▽

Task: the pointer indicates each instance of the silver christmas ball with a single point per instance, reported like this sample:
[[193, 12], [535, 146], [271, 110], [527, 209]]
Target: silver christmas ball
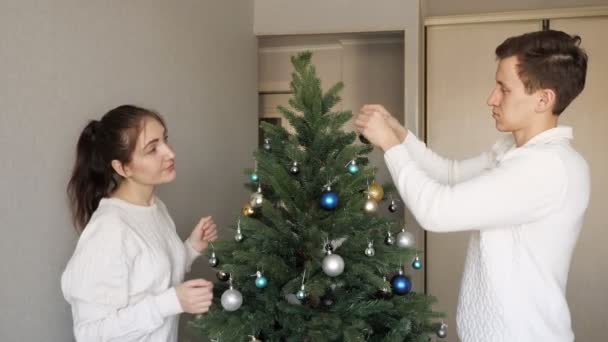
[[405, 239], [333, 265], [371, 206], [442, 332], [301, 294], [213, 260], [370, 251], [256, 199], [295, 169], [232, 300], [392, 207], [266, 145], [390, 239]]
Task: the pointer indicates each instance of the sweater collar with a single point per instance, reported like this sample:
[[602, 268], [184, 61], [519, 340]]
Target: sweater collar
[[551, 135]]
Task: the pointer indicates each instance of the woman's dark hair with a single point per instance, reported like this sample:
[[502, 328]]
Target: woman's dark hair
[[112, 138]]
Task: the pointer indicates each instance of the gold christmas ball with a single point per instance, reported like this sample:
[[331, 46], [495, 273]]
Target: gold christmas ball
[[376, 192], [247, 210], [370, 205]]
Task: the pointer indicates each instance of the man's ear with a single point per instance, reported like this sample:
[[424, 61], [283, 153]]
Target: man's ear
[[546, 100]]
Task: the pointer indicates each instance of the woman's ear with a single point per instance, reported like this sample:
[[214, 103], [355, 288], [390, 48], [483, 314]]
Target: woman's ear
[[120, 168]]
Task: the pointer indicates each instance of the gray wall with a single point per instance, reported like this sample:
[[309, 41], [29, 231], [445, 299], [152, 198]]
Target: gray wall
[[451, 7], [63, 62]]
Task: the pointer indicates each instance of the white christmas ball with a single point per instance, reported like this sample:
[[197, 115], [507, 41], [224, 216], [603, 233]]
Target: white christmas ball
[[405, 239], [232, 300], [333, 265]]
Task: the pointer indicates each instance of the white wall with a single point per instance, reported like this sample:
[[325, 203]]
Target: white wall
[[280, 17], [63, 62]]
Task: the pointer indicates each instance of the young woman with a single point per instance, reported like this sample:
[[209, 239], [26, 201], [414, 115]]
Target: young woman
[[125, 278]]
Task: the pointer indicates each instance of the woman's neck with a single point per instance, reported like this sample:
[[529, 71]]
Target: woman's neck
[[135, 193]]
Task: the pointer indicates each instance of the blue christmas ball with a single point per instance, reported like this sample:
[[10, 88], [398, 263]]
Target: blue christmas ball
[[261, 282], [417, 263], [401, 284], [329, 200], [353, 168]]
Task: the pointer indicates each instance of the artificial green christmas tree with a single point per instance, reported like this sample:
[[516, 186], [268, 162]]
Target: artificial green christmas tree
[[312, 259]]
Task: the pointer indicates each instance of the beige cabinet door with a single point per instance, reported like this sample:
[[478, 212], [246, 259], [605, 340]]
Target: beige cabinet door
[[460, 75], [588, 114]]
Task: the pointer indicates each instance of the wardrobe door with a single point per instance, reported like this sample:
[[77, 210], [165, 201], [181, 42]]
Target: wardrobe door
[[588, 115], [461, 65]]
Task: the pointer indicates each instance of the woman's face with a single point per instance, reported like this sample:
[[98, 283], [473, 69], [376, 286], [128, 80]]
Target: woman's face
[[153, 160]]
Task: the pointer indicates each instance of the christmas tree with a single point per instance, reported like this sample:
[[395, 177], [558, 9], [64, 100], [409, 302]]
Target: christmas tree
[[312, 259]]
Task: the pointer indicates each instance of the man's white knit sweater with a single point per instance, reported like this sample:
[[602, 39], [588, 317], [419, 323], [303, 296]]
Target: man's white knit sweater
[[525, 206]]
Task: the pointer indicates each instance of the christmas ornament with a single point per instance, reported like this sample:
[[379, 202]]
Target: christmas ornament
[[213, 260], [328, 299], [401, 284], [370, 206], [442, 331], [375, 191], [301, 294], [333, 264], [254, 177], [352, 167], [295, 169], [222, 276], [405, 239], [417, 263], [257, 199], [370, 251], [329, 199], [266, 145], [247, 210], [385, 290], [231, 299], [389, 240], [239, 235], [393, 206], [260, 281]]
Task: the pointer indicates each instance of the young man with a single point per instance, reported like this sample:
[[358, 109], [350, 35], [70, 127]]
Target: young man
[[524, 200]]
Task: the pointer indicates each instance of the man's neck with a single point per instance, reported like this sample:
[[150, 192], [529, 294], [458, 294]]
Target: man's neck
[[522, 136]]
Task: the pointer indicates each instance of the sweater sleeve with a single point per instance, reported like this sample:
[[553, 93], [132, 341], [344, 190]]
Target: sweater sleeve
[[96, 284], [191, 254], [444, 171], [525, 187]]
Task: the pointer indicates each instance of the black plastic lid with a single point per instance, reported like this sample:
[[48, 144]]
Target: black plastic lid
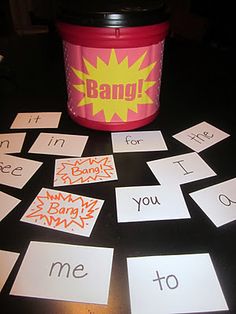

△

Give the lines of the material between the line holding "the christmas ornament" and the line holding "Target: christmas ornament", inclusive, as a Markdown table with the columns No. and Content, leaving out any blank lines.

-- Final result --
| No. | Content |
|---|---|
| 1 | Task: the pointer indicates each instance of the christmas ornament with a single point per instance, reported like this sample: |
| 2 | [[379, 202]] |
| 3 | Target: christmas ornament |